# [Text segment]
The document adds that the Scottish Government's timeline for decarbonising the bus fleet was “very ambitious requiring strong financial support”.

It said: “As with cars, the main barriers to the introduction of zero-emission buses and coaches are cost, refuelling infrastructure, and supply of vehicles.”

The report highlights that Alexander Dennis offers “both electric and hydrogen bus models".

It adds: “The Scottish Government should continue to work with original equipment manufacturers across Europe to introduce zero-emission buses into the Scottish market as quickly as possible, taking advantage of the more advanced position of zero-emission bus supply and domestic production in the bus sector that Scotland cannot rely on in other road vehicle sectors.”

A Scottish Government spokesperson said: “We’ve been clear that our ambition to remove the majority of fossil fuel buses from public transport by the end of 2023 is not something government can achieve alone.

“That is why within our first 100 days we convened the bus decarbonisation taskforce to agree with leaders from the energy, finance, bus manufacturing and bus operating sectors all the actions needed to transition to zero emission vehicles.

# [Work instruction A]
Answer these from the text on bus decarbonisation:
(i) What are the main barriers to bringing in zero-emission buses and coaches?
(ii) What kinds of bus models does Alexander Dennis offer?
(iii) By when does the government aim to remove most fossil fuel buses from public transport?
# [Work instruction B]
Return the part of the text on bus decarbonisation between "The report highlights" and "can achieve alone.", inclusive, word for word.
Use only the text on bus decarbonisation.

# [Data for analysis]
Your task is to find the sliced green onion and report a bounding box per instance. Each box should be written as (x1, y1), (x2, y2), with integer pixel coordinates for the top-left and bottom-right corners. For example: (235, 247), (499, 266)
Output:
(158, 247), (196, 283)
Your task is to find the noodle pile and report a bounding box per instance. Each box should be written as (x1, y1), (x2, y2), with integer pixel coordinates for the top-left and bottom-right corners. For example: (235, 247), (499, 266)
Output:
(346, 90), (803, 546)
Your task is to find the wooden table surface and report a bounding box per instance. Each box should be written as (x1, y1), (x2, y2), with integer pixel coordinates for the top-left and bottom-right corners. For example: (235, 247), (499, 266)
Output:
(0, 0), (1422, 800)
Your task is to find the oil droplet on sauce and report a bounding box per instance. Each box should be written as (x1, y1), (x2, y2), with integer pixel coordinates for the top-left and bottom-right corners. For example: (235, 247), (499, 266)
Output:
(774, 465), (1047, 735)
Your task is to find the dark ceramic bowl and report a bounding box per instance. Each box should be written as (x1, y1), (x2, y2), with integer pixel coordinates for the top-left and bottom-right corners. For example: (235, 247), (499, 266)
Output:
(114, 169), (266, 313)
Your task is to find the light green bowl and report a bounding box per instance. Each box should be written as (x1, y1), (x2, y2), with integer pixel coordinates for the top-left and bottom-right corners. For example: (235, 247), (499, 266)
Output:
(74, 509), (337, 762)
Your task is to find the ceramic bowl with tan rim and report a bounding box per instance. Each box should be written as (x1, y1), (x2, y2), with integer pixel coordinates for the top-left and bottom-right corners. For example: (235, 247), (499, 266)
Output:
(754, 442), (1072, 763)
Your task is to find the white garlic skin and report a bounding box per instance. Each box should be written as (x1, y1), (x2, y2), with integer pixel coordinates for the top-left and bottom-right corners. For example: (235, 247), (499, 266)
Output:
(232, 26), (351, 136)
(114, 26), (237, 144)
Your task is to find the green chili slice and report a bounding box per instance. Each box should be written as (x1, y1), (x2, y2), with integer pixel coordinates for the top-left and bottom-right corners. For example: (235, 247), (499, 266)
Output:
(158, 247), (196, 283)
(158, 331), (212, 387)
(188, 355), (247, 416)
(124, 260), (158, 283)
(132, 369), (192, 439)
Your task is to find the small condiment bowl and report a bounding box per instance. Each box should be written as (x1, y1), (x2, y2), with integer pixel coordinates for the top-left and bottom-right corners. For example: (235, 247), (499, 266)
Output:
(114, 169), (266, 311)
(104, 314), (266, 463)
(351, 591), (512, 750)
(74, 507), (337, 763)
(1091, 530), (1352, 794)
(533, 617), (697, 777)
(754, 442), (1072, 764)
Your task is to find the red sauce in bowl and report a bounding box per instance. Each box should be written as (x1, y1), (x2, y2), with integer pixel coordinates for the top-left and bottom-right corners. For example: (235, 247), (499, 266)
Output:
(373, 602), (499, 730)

# [Written reply A]
(i) Cost, refuelling infrastructure, and supply of vehicles.
(ii) Electric and hydrogen bus models.
(iii) By the end of 2023.

# [Written reply B]
The report highlights that Alexander Dennis offers “both electric and hydrogen bus models".

It adds: “The Scottish Government should continue to work with original equipment manufacturers across Europe to introduce zero-emission buses into the Scottish market as quickly as possible, taking advantage of the more advanced position of zero-emission bus supply and domestic production in the bus sector that Scotland cannot rely on in other road vehicle sectors.”

A Scottish Government spokesperson said: “We’ve been clear that our ambition to remove the majority of fossil fuel buses from public transport by the end of 2023 is not something government can achieve alone.